__THE INPUT__:
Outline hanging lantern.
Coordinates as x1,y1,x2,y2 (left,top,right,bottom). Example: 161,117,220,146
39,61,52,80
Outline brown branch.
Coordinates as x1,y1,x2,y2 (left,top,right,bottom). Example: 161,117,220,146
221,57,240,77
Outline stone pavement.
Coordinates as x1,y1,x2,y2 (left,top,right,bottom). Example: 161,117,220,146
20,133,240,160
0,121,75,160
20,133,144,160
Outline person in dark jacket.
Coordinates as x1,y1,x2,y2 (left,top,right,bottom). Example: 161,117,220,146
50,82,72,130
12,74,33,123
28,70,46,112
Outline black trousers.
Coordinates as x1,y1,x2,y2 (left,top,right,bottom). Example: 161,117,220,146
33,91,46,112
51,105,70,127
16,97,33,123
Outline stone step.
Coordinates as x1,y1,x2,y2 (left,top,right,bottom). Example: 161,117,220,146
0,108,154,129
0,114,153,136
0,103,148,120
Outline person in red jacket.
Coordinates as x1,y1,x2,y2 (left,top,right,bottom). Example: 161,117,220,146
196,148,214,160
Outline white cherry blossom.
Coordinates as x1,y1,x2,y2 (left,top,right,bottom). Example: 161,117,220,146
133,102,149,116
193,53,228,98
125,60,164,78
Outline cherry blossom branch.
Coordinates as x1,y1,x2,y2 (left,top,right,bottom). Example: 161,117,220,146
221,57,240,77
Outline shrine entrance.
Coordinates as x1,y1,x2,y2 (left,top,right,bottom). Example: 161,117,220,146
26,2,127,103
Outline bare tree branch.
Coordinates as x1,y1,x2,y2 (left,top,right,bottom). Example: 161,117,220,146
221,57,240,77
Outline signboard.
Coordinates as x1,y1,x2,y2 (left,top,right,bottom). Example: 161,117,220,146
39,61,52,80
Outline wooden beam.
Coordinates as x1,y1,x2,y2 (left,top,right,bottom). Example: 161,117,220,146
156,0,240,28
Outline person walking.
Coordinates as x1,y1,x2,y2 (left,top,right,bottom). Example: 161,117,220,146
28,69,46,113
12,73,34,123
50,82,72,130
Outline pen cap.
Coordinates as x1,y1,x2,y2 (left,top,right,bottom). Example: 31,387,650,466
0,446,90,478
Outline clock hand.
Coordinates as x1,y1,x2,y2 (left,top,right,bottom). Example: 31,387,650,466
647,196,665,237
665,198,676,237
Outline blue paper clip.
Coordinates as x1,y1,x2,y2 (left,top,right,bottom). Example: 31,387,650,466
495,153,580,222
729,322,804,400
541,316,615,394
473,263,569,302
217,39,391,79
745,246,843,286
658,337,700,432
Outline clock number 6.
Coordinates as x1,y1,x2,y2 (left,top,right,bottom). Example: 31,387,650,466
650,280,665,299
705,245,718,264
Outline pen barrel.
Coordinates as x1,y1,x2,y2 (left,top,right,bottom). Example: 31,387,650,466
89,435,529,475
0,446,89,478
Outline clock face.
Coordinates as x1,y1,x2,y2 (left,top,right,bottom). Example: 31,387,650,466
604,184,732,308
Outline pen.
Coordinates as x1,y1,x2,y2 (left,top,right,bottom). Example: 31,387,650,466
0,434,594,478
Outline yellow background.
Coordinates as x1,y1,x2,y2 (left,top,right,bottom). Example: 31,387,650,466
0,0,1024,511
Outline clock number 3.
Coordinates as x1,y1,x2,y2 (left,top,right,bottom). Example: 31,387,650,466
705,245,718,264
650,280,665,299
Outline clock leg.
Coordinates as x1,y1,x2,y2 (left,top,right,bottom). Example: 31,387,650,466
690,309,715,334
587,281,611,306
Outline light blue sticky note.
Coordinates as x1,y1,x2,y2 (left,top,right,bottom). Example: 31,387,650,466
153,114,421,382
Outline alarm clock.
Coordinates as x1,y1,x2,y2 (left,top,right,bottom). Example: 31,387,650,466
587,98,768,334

__EXERCISE AIM__: Please reproduce all of the lines above word for word, with no changes.

__SOLVED PROBLEM__:
Outline hanging lantern.
Coordinates as x1,y1,x2,y2 (left,top,right,bottom). Example: 161,117,220,146
39,61,52,80
Outline brown branch.
Coordinates as x1,y1,x2,y2 (left,top,right,bottom). Example: 161,117,220,146
221,57,240,77
Outline stone pavement.
Coordinates as x1,y1,x2,y2 (left,top,right,bottom). Example: 161,117,220,146
20,133,240,160
0,121,75,160
20,133,144,160
Outline person in dark jacket.
Coordinates as x1,y1,x2,y2 (left,top,right,bottom). Example: 161,117,220,146
50,82,72,130
12,74,33,123
28,70,46,112
Outline black trousers.
Coordinates as x1,y1,x2,y2 (left,top,right,bottom). Example: 161,117,220,146
33,91,46,112
51,105,70,127
16,97,33,123
Outline stone step.
Coordinates as x1,y1,x2,y2 (left,top,right,bottom). Example: 161,117,220,146
0,108,154,129
0,114,153,136
0,103,148,120
Outline person in red jacket.
Coordinates as x1,y1,x2,y2 (left,top,right,bottom). Example: 161,117,220,146
196,148,214,160
Outline white cherry blossom.
Coordinates as x1,y1,x2,y2 (left,top,right,bottom). Example: 161,117,220,146
133,102,149,116
193,53,228,98
125,60,164,78
Outline cherry blossom branch.
Coordinates as x1,y1,x2,y2 (left,top,right,bottom). Example: 161,117,220,146
221,57,240,77
Outline shrine entrance.
Coordinates as x1,y1,x2,y2 (left,top,right,bottom). Example: 161,117,220,146
26,2,127,103
Outline bare tree branch.
Coordinates as x1,y1,x2,y2 (left,top,right,bottom). Example: 161,117,220,146
221,57,240,77
Outline signboard.
Coordinates as x1,y1,x2,y2 (left,top,right,bottom). Example: 161,117,220,146
39,61,52,80
Outline wooden beam.
Coordinates as x1,y1,x2,y2 (left,top,right,bottom). Example: 161,117,220,146
156,0,240,28
Outline person walking.
Coordinates as x1,y1,x2,y2 (left,top,right,bottom). Example: 161,117,220,146
28,69,46,113
12,73,34,123
50,82,72,130
Outline pen cap.
Coordinates as x1,y1,x2,y2 (left,top,right,bottom). Example: 31,387,650,466
0,446,90,478
Outline clock hand.
Coordinates as x1,y1,x2,y2 (left,top,right,bottom). Example: 31,387,650,466
647,196,665,237
665,198,676,237
Outline blue paper clip.
Coordinates as x1,y1,x2,y2 (left,top,right,bottom). Example: 31,387,650,466
495,153,580,222
729,322,804,400
541,316,615,394
473,263,569,302
217,39,391,79
745,246,843,286
658,337,700,432
Outline clock number 6.
Coordinates as x1,y1,x2,y2 (left,top,right,bottom). Example: 31,387,650,466
650,280,665,299
705,245,718,264
Outline pen barrel.
Coordinates as x1,y1,x2,y2 (left,top,right,bottom). Example: 31,387,650,466
89,435,529,475
0,446,89,478
Outline clock face.
Coordinates as x1,y1,x2,y2 (left,top,right,bottom). Example: 31,387,650,466
604,184,732,308
Outline pen.
Coordinates as x1,y1,x2,y2 (left,top,right,bottom). Example: 31,387,650,466
0,434,594,478
Outline yellow background.
Coordinates as x1,y1,x2,y2 (left,top,right,bottom). Example: 31,387,650,466
0,0,1024,511
Outline clock number 3.
Coordinates as x1,y1,x2,y2 (left,top,right,bottom). Example: 31,387,650,466
705,245,718,264
650,280,665,299
Outline clock leg.
Coordinates as x1,y1,x2,y2 (left,top,right,bottom). Example: 31,387,650,466
690,309,715,334
587,281,611,306
Outline light blue sticky note.
Coordinates as x1,y1,x2,y2 (left,top,right,bottom). Example: 31,387,650,466
153,114,421,382
Outline alarm clock.
Coordinates as x1,y1,x2,y2 (left,top,right,bottom). Example: 31,387,650,466
587,98,768,334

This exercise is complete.